→ **YOUR TASK**:
All entries must be extracted exactly, with nothing added or dropped.

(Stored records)
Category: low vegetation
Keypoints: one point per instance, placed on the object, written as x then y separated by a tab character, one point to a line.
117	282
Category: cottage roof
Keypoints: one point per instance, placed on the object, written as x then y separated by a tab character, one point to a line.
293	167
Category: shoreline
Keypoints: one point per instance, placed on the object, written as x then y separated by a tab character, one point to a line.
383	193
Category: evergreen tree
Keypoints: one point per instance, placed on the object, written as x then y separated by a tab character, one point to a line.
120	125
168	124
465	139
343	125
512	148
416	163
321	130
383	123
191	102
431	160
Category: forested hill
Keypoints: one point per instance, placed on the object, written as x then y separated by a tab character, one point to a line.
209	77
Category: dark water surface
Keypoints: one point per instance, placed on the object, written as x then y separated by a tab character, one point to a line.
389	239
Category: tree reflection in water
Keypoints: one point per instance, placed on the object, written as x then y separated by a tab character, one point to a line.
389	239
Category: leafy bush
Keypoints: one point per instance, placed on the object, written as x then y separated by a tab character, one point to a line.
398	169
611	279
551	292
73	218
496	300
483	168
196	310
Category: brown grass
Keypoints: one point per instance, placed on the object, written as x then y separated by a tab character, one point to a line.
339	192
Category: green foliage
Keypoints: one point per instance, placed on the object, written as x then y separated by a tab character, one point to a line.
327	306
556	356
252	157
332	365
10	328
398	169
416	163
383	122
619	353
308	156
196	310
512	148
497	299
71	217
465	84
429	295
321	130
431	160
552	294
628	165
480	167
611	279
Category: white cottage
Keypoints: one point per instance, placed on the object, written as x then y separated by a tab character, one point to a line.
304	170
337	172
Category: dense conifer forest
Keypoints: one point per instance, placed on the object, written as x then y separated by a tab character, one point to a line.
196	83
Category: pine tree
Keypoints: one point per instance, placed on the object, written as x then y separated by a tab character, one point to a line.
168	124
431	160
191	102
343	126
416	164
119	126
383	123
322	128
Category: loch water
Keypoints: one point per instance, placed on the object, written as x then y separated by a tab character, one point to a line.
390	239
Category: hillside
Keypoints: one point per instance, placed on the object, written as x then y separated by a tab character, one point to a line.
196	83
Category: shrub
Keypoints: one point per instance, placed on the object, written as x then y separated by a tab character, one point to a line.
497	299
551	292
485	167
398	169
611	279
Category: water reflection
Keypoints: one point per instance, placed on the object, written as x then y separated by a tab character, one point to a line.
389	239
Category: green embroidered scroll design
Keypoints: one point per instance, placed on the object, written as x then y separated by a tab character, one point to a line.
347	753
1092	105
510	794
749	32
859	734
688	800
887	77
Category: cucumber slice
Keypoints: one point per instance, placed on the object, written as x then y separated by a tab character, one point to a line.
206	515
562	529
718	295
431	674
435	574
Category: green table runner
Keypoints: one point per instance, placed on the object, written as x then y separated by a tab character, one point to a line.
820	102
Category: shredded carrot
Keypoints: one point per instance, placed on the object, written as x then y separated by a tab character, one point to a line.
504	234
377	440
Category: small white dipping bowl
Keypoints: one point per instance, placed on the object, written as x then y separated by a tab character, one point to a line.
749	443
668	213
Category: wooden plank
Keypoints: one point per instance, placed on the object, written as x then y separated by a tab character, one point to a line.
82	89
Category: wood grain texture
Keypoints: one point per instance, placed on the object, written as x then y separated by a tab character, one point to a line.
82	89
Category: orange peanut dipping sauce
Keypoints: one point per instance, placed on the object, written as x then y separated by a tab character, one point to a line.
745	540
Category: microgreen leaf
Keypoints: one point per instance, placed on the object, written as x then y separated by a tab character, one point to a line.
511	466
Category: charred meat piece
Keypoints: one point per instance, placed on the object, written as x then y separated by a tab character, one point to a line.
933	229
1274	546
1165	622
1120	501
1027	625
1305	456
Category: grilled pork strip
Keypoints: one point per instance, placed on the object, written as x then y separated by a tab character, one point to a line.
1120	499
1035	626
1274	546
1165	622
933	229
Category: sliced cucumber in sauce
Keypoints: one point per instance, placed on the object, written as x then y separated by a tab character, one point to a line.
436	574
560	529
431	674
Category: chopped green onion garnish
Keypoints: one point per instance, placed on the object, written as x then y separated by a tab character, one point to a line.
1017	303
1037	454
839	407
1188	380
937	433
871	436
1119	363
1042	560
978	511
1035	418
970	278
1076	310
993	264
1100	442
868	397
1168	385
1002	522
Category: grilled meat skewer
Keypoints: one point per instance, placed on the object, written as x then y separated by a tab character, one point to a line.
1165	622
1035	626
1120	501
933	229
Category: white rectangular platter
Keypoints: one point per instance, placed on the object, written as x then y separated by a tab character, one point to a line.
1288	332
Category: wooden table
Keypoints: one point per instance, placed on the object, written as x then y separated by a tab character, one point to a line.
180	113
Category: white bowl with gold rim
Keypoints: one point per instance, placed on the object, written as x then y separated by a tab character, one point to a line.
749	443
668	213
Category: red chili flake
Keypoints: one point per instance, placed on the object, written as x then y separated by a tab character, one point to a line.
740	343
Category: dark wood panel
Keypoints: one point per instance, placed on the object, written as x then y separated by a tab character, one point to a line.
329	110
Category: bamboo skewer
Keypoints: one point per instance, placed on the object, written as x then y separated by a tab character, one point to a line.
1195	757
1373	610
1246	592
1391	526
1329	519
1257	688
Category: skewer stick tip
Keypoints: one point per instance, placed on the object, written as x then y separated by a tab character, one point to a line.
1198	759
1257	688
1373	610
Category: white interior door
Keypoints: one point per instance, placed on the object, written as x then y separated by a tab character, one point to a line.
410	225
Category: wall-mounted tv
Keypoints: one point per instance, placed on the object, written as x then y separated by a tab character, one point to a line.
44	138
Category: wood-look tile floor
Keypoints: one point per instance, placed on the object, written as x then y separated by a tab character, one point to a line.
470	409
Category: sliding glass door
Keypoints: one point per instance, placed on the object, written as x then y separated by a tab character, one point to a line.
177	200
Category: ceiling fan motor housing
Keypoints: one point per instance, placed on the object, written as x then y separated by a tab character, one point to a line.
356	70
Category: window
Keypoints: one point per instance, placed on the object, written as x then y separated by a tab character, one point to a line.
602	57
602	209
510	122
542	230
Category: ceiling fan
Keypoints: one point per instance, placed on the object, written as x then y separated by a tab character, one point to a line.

→ **SOLVED PROBLEM**:
Category: low vegetation
Keypoints: one point per instance, placed on the object, written as x then y separated by a tab character, one point to a line.
117	282
Category: cottage roof
Keypoints: one point per instance, placed on the object, written as x then y separated by a tab character, one point to a line.
293	167
Category: shoreline
Keypoints: one point per instance, placed on the object, written as x then y separated by a tab character, one point to a line.
383	193
Category: evergreen tree
Keypoints: one point per instance, placed on the object, written as x then y separated by a tab character, one point to a line.
120	125
168	124
465	139
343	125
512	148
416	163
321	130
383	123
191	102
431	160
Category: forested hill
Keypoints: one point per instance, placed on the object, written as x then y separated by a tab character, one point to a line.
209	77
Category: dark water surface
Keypoints: one point per instance, placed on the object, written as x then y separated by a tab character, one point to a line.
389	239
Category: tree reflection in water
Keypoints: one point per instance, placed on the object, written as x then y separated by a tab character, one point to a line.
389	239
Category: leafy bush
Keypoints: one point per instance, placed on the object, written as x then y separated by a tab character, one point to a line.
398	169
611	279
551	292
73	218
496	300
483	168
196	310
Category: brown grass
Keypoints: one point per instance, placed on the object, written as x then y separated by a tab character, one point to a line.
339	192
Category: green foliage
Keypoints: one point per instance, placed on the object, written as x then y separated by a tab character, one point to a line.
327	306
556	356
252	157
332	365
10	328
398	169
416	163
383	122
619	353
308	156
196	310
512	148
497	299
71	217
465	84
429	295
321	130
431	160
552	294
628	165
480	167
611	279
Category: white cottage
Keypoints: one point per instance, placed on the object, written as x then y separated by a tab character, one point to a line.
304	170
337	172
Category: dense conifer forest
Keypoints: one point per instance, placed on the object, written as x then y separated by a tab character, one point to a line.
196	83
Category: pine tree
Keypoints: one point per instance, placed on the object, written as x then y separated by a tab character, one point to a line.
168	124
431	160
191	102
343	126
416	164
119	126
383	123
322	128
Category: loch water
Keypoints: one point per instance, placed on the object, written as x then y separated by a tab character, one point to a line.
390	239
Category: hillside
Keypoints: one point per instance, placed on the object, written as x then y separated by a tab character, one point to a line.
196	83
Category: shrub
Keypoints: one point per instance, placed on the object, written as x then y separated by a tab character, one point to a line.
497	299
551	292
485	167
398	169
611	279
Category: water reflection
Keypoints: one point per instance, placed on the object, written as x then y separated by a tab character, one point to a line.
389	239
Category: green embroidered scroll design
Keypoints: one point per instance, placed on the object, written as x then y separated by a tab character, one point to a line.
347	753
1092	105
510	794
749	32
859	734
688	800
887	77
Category: cucumber slice
Keypoints: one point per instance, placed on the object, written as x then y separated by a tab character, one point to a line.
206	515
562	529
718	295
431	674
435	574
Category: green table runner
Keypoints: one point per instance, placed on the object, written as x then y separated by a tab character, one point to a line.
820	102
Category: shredded carrot
Keypoints: one point per instance, placed on the object, written as x then y separated by a tab character, one point to a line.
504	234
377	440
Category: small white dipping bowl
Keypoints: one point per instance, placed on the object, written as x then y separated by a tab character, one point to a line.
749	443
668	213
Category: wooden plank
Keypoints: one point per instance, placed on the object, written as x then y separated by a tab character, one point to a line.
82	89
Category: wood grain texture
Keypoints: one point per instance, placed on the object, written as x then y separated by a tab character, one point to a line.
82	89
Category: orange peanut dipping sauce
Keypoints: one point per instance, placed on the object, written as x then y separated by a tab character, one point to a line.
745	540
Category: microgreen leaf
Keypoints: one point per instance, placed on the object, written as x then y separated by a tab character, one point to a line.
511	466
Category: charred meat piece
Keypoints: one point per instance, placed on the object, written as x then y separated by a tab character, one point to a line.
933	229
1274	546
1165	622
1120	501
1027	625
1305	456
Category: grilled pork strip
Keypoints: one point per instance, placed on the object, written as x then y separated by a tab character, one point to a line.
1120	499
1035	626
1274	546
1165	622
933	229
Category: sliced cucumber in sauce
Keypoints: one point per instance, placed on the object, written as x then y separated by a tab character, one point to a line.
436	574
560	529
431	674
Category: chopped green onion garnish
Keypoints: one point per instance, placed on the object, written as x then y separated by a tab character, one point to a line.
1017	303
1037	454
839	407
1188	380
937	433
871	436
1119	363
1042	560
978	511
1035	418
970	278
1076	310
993	264
1100	442
868	397
1168	385
1002	522
Category: grilled meat skewer
Keypoints: one point per instance, placed on the object, written as x then y separated by a tab character, one point to a line.
1165	622
1035	626
1120	501
933	229
Category: white rectangular platter
Keypoints: one point per instance, placed on the object, written as x then y separated by a tab character, one point to a line.
1288	332
Category: wooden table
Keypoints: one point per instance, placed on the object, written as x then y separated by a tab character, one point to a line.
180	113
Category: white bowl with gold rim
Keypoints: one point per instance, placed on the object, written as x then y separated by a tab character, one point to a line.
749	443
668	213
Category: red chili flake
Keypoints: one point per instance, placed on the object, written as x then y separated by a tab character, one point to a line.
740	343
Category: dark wood panel
Keypoints: one point per instance, placed on the object, written as x then y separated by a tab character, one point to a line.
329	110
Category: bamboo skewer
Keypoints: one point per instance, placed on the object, written as x then y separated by a tab character, one point to a line.
1195	757
1373	610
1246	592
1391	526
1329	519
1257	688
Category: skewer stick tip
Keypoints: one point per instance, placed on the object, written as x then y separated by a tab character, one point to a line.
1198	759
1257	688
1373	610
Category: white interior door
Keypoints: one point per instance, placed on the object, written as x then y separated by a tab character, one point to a line.
410	225
Category: wall-mounted tv
Keypoints: one point per instance, placed on the object, written as x then y separated by a tab character, one point to a line.
44	138
Category: wood-look tile floor
Keypoints: one point per instance, placed on the object, written as x then y separated by a tab character, one point to a line.
470	409
Category: sliding glass door
Keypoints: one point per instance, placed on the object, written as x then y separated by a tab character, one point to a line.
177	200
Category: ceiling fan motor housing
Keypoints: one point per instance, placed on the object, written as x then y separated by a tab character, one point to a line.
356	70
Category: window
Keypoints: one point per instance, placed on the object, written as x then y separated by a tab character, one point to a line.
602	57
602	209
510	122
542	230
Category: ceiling fan
Keypoints: one point per instance, placed on the object, written as x then y separated by a tab character, one point to a line.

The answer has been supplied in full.